**** Given records ****

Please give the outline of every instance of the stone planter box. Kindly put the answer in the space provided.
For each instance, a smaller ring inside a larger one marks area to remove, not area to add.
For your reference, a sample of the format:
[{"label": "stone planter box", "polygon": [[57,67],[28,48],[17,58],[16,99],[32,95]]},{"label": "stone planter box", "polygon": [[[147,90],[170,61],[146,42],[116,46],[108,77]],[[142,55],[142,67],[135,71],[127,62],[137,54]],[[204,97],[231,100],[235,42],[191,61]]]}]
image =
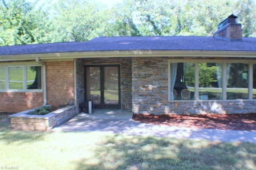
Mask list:
[{"label": "stone planter box", "polygon": [[[52,107],[51,105],[47,105]],[[28,114],[39,107],[34,108],[9,116],[12,130],[48,131],[76,115],[78,106],[68,106],[45,115]]]}]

****

◆ **What you will do**:
Output every entry verbatim. Pictures do not belong in the copy.

◆ **Written solution**:
Please give the outline of every instance of the stone planter box. Kindly put the answer in the space provided.
For each instance, a smaller ring inside a larger one marks area to remove, not area to add.
For your reference, a sample of the format:
[{"label": "stone planter box", "polygon": [[57,67],[28,48],[17,58],[16,99],[32,95]]},{"label": "stone planter box", "polygon": [[[147,90],[170,61],[146,42],[116,46],[108,77]],[[142,55],[142,67],[135,71],[127,62],[137,54]],[[204,97],[231,100],[235,42],[191,61]]]}]
image =
Mask list:
[{"label": "stone planter box", "polygon": [[[52,107],[51,105],[47,105]],[[28,114],[39,107],[34,108],[9,116],[12,130],[48,131],[76,115],[78,106],[68,106],[45,115]]]}]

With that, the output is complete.